▶ TEKSTFRAGMENT
· · · · · · ·
DE WERELD NU

De zaak Slavenburg en corporatief strafrecht

corporatief strafrecht

Met de zaak-Slavenburg kwamen onfrisse mankementen van het corporatief strafrecht in Nederland boven tafel. Toon Kasdorp legde het uit.

De conclusie van het Openbaar Ministerie was dat de overheidsinstanties die te kort geschoten waren niet konden worden vervolgd voor de ramp in Enschede. Er is wel sprake geweest van schuld en nalatigheid, maar er was geen delictsomschrijving vervuld. De wetgever, zei de Almelose officier, heeft dat kennelijk zo gewild, anders had hij de wet wel anders geformuleerd.

Een ding is zeker, de wetgever is geen mijnheer of mevrouw die iets wil of niet wil en die heeft nagedacht over het strafrechtelijk aanpakken van overheden. De wetgever, dat is de Kroon, tezamen met de Eerste en Tweede Kamer. Hun belangrijkste werk is het maken van de duizenden wetten die jaarlijks het bureau van de minister en de werkbankjes van het parlement passeren.

Die wetten worden, in de vorm van wetsontwerpen voorbereid door gespecialiseerde ambtenaren en soms ook door commissies, die daarvoor door de minister of de Kroon worden benoemd. In die commissies zitten deskundigen, vaak afkomstig uit kringen van belanghebbenden.

Als het Almelose OM of het college van PG’s meent dat de strafwet te kort schiet op het punt van de vervolging van overheden, dan hebben ze ampel gelegenheid gehad wat van zich te laten horen, in de vergaderingen van dit soort commissies waar er voldoende van geweest zijn de laatste decennia.

Het is niet dat het onderwerp niet aan de orde is geweest. Sinds de twee Pikmeer arresten is de strafbaarheid van overheden druk besproken. Iedereen die zich met strafrecht bezig houdt heeft zich in de materie kunnen verdiepen en met voorstellen kunnen komen.

Er kan niet van de minister of de Tweede Kamer worden verwacht dat zij met oplossingen voor dit soort technische vraagstukken komen. Daarvoor ontbreekt het hun aan tijd en aan gespecialiseerde kennis. Zo is het op de meeste terreinen: niet de wetgever neemt het initiatief, maar de ambtenaren die het in hun portefeuille hebben of de groepen in de samenleving die er het meest een direct belang bij hebben. De wetgever weegt de prioriteit en besluit daarna of en wanneer het ontwerp van wet op de rol van de Kamer kan worden geplaatst.

Het onderwerp strafbaarheid van overheden is een onderdeel van het probleem strafbaarheid van corporaties. Er komt in het geval van overheden nog een speciaal formeel probleem bij, dat samenhangt met de leer van de scheiding der machten maar dat kan hier voor het moment onbesproken blijven.
· · · · · · ·
▶ BRONGEGEVENS
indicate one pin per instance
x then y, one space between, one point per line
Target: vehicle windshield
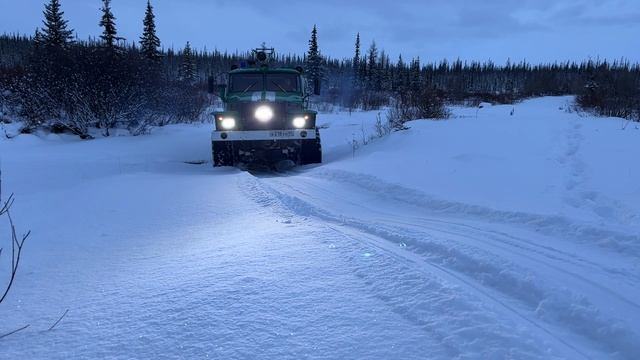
· · · · · · ·
▶ JOUW OPDRACHTEN
1. Geef uit het tekstfragment alles terug vanaf "De zaak Slavenburg" tot en met "legde het uit.", woord voor woord.
2. Noem alle delen waaruit de wetgever volgens het tekstfragment bestaat.

▶ ANTWOORDEN PER OPDRACHT
1.
De zaak Slavenburg en corporatief strafrecht

corporatief strafrecht

Met de zaak-Slavenburg kwamen onfrisse mankementen van het corporatief strafrecht in Nederland boven tafel. Toon Kasdorp legde het uit.

2.
de Kroon
de Eerste Kamer
de Tweede Kamer